--- Document ---
* START *

I’ll add my voice to the chorus and say that you need to read about the rise of “dinergoths."
I’ll add my voice to the chorus and say that you need to read about the rise of “dinergoths."
Wait, so you’re saying AI is making work more intense, not less? Increasing the work load, not alleviating it?
Who could have foreseen this…
All I want for Christmas is for Heat 2 to be Michael Mann’s swan song, his epic, his Godfather: Part II. Please.
The first time I heard John Van Deusen’s voice in “None Other” I heard Michael Stipe, Paul Simon, and Sufjan Stevens.
Which is a roundabout way of saying that I can’t stop listening to it.
Read Katelyn Beaty on the ways that, for all its errors in the area of gender and purity, 1990s evangelicalism was absolutely right and regrettably prophetic in its objections to the mass sexualization of teen girls.
Read Douthat on the Oscars. Over against One Battler After Another and Marty Supreme, Douthat considers Sinners, Bugonia, Eddington, and Weapons:
These are the movies that really get at where our culture is going, I suspect. We are formally committed to seeing Trumpism versus liberalism (whether in Boomer or progressive shape) as the great conflict of the age. But our subtler filmmakers sense a different form of conflict lurking, in which the enemy is something else — the vampire in the dark, the malignant corporation, the nonhuman intelligence, or the devil.
I had no idea anybody had ever written either imitations or continuations of The Screwtape Letters. Yikes.
Read MBD for a smart take on “the minivan people” as a powerful voter constituency.
Read Bonnie Kristian on the (Christian) ethics of aesthetics, i.e., the billion-dollar beauty industry and where the moral and spiritual lines are.
Nine years ago Sonny Bunch wrote one of my favorite opinion columns of this century. It’s perfect in its simplicity, and the turn gets me every time. It works on my students, too. Take and read.
In the latest issue of First Things I have a review of Ryan Burge’s new book, The Vanishing Church.
Reading Ross Barkan on fiction in the face of AI is truly inspiring. Makes you want to get up and … write.
Read Nicholas Carr on “Creative Work in an Age of Digital Production”:
With AI, at last, the machines can take over the creator’s role. AI-generated slop marks the triumph of machine formalism. The machine establishes the pattern, and the machine fills the pattern with its own creation. The automated media system is relieved of human inefficiency, not to mention human sensibility. It’s the same thing that happens in the automation of factories and warehouses. People are kept on hand to perform tasks that robots aren’t good at doing—boxing orders, say, or feeding parts into the machine—until the robots get good at doing them.

* END *

--- What you should do ---
Rewrite the part of the link roundup that opens with the words "The first time" and closes with "of teen girls.", putting "Bob Dylan" in place of "Paul Simon".

--- Data section ---
* START *

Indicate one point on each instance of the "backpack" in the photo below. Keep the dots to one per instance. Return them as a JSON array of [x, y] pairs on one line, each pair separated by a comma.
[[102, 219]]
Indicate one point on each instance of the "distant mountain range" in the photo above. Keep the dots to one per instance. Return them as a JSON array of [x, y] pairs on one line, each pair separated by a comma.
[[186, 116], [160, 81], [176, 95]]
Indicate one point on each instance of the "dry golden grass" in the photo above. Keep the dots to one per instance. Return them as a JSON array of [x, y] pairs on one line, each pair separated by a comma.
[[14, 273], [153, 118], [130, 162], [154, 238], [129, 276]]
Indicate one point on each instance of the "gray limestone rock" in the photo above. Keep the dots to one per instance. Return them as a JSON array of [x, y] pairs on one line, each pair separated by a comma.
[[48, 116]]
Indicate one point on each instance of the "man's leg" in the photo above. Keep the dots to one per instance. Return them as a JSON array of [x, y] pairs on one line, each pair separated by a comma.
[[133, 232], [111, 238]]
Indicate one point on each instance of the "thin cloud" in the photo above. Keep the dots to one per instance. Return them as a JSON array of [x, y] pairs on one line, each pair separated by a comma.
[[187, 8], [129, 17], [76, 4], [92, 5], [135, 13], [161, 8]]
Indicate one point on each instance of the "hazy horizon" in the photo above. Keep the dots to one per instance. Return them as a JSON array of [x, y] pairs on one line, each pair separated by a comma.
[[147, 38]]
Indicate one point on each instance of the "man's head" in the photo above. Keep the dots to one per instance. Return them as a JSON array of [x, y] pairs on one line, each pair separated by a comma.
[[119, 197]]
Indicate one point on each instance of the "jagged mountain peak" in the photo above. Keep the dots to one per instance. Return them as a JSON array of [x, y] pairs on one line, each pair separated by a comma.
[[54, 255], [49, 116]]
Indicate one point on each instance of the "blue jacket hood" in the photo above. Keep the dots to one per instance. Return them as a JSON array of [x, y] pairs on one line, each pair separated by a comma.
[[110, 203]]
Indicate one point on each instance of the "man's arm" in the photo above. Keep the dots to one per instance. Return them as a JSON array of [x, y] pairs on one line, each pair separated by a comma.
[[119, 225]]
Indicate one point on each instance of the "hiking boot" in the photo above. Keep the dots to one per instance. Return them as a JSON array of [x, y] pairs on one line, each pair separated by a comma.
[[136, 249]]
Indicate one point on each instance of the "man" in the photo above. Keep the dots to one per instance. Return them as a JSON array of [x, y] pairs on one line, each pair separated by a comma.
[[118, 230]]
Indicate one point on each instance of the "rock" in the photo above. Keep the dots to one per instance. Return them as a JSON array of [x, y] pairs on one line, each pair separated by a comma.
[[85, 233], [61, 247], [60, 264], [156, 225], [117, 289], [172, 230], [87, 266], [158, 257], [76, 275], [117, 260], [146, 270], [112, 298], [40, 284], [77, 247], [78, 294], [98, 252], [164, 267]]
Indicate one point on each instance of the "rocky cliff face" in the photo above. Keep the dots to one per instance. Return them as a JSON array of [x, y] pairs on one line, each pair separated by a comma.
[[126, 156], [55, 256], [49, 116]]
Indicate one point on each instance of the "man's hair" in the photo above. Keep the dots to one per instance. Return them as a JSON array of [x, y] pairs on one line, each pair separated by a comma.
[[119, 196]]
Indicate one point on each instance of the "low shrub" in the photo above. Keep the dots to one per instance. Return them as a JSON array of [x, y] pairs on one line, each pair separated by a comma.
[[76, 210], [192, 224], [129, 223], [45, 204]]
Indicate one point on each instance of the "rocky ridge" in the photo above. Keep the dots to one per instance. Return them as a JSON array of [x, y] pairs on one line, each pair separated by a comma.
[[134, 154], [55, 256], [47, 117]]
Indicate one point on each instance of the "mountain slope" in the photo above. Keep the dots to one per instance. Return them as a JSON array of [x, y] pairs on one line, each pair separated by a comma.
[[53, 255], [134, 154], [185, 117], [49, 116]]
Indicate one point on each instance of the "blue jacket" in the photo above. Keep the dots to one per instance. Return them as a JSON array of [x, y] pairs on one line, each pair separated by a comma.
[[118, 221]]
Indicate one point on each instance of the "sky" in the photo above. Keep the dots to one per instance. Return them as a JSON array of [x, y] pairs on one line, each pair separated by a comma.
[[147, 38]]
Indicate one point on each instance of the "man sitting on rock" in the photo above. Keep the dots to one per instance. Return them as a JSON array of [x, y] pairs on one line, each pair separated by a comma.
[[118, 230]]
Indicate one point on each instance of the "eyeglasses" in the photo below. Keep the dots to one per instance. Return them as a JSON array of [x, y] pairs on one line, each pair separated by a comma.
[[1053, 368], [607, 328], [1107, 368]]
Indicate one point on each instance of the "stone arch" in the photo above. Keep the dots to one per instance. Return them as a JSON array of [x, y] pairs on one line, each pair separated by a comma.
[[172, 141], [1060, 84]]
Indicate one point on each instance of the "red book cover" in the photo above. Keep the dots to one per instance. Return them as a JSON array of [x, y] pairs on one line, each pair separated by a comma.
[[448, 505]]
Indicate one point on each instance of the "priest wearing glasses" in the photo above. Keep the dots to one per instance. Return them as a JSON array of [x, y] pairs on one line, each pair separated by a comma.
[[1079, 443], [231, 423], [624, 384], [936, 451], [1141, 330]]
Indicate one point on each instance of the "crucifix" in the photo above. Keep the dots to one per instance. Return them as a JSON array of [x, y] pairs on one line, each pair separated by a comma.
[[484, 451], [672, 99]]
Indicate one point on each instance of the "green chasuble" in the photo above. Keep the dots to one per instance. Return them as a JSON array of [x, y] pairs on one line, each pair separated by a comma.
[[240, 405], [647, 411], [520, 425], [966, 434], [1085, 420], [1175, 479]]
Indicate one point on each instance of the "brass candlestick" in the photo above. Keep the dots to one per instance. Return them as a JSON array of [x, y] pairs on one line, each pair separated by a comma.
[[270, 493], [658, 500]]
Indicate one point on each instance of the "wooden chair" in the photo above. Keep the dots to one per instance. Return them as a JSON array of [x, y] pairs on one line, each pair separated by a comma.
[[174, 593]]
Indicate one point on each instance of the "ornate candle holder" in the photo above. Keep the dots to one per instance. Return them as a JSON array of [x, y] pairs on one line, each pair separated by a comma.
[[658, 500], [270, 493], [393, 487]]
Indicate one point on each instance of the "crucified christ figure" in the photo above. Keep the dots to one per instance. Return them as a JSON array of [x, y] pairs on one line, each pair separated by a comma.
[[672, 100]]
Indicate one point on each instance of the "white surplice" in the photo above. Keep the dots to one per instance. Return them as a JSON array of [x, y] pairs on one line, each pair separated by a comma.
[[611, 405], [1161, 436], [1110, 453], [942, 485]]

* END *

--- Answer to the problem ---
The first time I heard John Van Deusen’s voice in “None Other” I heard Michael Stipe, Bob Dylan, and Sufjan Stevens.
Which is a roundabout way of saying that I can’t stop listening to it.
Read Katelyn Beaty on the ways that, for all its errors in the area of gender and purity, 1990s evangelicalism was absolutely right and regrettably prophetic in its objections to the mass sexualization of teen girls.